*TASK MATERIAL:*
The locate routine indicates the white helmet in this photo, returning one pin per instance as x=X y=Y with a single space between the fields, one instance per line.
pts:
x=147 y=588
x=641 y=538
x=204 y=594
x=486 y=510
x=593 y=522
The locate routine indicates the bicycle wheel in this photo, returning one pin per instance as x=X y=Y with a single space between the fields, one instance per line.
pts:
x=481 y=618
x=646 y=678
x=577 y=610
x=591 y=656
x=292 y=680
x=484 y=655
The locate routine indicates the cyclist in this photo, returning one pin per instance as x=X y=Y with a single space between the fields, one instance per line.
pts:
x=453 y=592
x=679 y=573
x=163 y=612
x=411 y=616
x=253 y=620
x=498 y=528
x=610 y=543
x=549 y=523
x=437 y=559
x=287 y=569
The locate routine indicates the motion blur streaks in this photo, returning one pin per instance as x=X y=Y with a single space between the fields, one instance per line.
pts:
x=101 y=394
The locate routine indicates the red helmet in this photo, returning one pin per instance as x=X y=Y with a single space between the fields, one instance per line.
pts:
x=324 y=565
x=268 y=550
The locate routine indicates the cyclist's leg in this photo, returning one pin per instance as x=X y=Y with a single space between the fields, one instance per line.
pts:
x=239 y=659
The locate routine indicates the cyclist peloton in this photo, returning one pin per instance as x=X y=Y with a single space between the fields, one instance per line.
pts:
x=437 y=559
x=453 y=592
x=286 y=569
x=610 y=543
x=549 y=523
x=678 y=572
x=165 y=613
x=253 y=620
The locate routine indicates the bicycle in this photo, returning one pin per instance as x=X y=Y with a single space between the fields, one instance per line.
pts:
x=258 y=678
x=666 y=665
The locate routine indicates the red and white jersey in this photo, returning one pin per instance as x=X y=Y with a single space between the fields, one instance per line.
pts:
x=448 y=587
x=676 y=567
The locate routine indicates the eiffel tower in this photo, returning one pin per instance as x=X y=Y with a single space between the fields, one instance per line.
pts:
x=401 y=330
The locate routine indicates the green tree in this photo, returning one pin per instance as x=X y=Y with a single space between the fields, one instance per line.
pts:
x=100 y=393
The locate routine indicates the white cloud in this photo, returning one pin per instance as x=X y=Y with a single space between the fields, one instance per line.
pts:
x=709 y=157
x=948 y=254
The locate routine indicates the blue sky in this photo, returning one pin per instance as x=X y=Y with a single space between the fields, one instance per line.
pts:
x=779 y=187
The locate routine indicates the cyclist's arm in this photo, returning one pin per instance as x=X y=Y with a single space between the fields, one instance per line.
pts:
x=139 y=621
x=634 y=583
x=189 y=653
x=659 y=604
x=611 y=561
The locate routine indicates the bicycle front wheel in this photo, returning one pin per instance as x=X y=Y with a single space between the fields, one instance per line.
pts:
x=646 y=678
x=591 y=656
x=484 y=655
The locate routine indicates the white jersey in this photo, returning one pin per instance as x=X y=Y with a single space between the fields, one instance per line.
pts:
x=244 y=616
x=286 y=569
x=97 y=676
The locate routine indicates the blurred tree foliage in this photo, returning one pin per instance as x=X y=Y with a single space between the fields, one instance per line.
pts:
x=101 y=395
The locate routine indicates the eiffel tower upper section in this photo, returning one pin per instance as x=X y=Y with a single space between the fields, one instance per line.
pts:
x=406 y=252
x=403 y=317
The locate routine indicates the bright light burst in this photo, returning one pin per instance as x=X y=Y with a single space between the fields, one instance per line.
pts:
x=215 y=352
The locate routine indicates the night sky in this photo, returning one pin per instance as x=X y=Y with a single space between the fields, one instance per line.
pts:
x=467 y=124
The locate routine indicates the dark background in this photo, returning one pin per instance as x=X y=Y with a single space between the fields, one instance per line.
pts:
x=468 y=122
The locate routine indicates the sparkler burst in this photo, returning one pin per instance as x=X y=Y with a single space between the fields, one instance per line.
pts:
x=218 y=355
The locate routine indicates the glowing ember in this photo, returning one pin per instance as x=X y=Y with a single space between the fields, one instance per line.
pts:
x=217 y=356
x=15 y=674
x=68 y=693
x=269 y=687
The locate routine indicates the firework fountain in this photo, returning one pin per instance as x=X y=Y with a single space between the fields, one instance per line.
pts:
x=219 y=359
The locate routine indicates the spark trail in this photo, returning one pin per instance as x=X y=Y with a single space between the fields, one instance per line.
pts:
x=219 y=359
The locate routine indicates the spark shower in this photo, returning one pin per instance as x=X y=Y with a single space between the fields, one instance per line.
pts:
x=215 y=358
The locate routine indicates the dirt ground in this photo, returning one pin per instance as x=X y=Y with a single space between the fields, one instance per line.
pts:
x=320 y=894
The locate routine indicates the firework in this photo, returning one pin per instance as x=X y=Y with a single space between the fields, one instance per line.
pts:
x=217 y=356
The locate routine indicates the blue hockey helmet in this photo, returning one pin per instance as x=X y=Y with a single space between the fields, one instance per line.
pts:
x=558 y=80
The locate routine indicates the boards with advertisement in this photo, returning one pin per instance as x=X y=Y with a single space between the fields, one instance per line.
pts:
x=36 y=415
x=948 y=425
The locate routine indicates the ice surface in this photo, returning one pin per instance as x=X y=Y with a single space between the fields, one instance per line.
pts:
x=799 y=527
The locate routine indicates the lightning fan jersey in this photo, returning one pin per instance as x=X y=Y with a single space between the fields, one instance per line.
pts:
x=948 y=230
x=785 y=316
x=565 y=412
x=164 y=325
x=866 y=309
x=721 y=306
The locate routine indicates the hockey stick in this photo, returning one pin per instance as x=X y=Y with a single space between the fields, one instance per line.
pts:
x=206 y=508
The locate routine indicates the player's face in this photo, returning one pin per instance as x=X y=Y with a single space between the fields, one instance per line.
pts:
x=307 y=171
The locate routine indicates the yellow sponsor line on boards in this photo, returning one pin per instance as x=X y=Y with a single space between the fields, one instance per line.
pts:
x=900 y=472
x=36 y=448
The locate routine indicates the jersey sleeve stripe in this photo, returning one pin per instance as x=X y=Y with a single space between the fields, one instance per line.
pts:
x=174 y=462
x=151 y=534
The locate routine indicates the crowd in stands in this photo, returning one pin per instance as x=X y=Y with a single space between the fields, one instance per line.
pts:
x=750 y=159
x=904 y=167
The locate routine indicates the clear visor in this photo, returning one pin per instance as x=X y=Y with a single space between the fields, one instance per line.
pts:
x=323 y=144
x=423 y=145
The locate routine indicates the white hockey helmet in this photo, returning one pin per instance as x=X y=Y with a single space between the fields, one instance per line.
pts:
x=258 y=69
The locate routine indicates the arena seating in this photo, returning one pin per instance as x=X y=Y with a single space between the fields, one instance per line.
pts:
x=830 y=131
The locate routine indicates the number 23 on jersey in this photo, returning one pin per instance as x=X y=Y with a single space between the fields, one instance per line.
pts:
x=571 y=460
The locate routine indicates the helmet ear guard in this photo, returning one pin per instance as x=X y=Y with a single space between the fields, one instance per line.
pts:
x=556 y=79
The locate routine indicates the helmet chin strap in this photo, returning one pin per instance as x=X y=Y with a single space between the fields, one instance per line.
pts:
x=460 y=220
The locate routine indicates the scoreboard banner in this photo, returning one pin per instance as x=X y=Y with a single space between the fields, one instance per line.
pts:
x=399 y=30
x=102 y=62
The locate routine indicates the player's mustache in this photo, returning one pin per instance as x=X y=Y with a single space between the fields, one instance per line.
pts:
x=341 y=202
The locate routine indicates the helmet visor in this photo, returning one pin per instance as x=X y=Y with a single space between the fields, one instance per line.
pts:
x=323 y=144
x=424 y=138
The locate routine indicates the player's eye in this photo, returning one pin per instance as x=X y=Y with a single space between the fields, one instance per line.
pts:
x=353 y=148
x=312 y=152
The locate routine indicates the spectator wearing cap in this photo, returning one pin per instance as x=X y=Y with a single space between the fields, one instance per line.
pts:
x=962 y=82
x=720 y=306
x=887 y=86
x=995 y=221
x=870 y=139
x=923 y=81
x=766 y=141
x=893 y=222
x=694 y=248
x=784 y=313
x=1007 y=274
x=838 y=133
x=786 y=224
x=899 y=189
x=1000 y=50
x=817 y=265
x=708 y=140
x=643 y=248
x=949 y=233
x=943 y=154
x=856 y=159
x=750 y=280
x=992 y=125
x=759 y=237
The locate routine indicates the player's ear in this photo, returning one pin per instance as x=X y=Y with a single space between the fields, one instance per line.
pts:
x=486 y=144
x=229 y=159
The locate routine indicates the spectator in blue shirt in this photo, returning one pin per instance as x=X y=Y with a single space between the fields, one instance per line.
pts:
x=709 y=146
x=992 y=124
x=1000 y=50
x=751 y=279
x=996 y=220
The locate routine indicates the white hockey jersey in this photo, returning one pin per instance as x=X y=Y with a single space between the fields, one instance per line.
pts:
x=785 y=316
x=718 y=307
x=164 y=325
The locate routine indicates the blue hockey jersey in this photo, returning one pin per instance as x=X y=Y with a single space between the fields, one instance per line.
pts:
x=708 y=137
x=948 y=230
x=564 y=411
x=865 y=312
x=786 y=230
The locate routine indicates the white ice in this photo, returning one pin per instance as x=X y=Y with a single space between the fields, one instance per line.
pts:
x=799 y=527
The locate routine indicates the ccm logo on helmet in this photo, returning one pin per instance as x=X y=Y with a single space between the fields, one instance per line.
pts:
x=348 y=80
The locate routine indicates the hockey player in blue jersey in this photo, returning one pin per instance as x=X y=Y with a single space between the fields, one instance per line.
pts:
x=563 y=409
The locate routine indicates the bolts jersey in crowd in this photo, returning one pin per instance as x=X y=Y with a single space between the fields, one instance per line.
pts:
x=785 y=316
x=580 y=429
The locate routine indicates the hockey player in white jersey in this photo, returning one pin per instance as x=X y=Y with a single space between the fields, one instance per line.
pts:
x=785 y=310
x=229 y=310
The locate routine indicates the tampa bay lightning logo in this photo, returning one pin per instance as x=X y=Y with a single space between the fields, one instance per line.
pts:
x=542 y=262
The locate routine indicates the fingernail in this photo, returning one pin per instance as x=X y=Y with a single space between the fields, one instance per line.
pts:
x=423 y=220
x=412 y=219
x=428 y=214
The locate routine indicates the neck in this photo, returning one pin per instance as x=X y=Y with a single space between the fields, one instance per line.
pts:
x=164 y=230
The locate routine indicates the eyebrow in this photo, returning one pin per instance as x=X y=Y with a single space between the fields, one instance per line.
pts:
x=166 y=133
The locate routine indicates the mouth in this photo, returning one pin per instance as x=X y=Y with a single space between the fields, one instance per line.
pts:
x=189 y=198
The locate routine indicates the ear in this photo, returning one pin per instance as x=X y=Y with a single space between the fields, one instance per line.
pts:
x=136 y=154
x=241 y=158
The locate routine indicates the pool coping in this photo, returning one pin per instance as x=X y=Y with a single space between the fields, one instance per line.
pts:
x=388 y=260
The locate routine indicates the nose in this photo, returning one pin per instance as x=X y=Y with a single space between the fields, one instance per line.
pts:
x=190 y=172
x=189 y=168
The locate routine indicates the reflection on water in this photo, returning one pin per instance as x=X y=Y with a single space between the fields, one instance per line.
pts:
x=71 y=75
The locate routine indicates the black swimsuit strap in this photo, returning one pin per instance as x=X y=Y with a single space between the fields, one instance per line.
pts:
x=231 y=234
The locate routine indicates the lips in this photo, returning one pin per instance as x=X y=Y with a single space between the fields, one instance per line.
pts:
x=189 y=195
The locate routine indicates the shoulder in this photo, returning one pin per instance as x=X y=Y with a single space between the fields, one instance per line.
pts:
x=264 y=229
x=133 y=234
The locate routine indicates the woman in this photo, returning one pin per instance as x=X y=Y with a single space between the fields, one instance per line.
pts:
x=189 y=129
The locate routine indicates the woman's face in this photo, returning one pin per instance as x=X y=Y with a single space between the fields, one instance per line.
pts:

*WHAT YOU ARE ASKED TO DO:* If a line in the entries above contains the word "wheel", copy it.

*TASK OUTPUT:*
The locate routine indicates the bicycle wheel in this photo, returning one pin per instance as x=X y=Y with a single space between the fields, one instance per line.
The locate routine indicates the bicycle front wheel in this photo, returning one pin per instance as x=X y=Y with a single space between the fields, one instance per line.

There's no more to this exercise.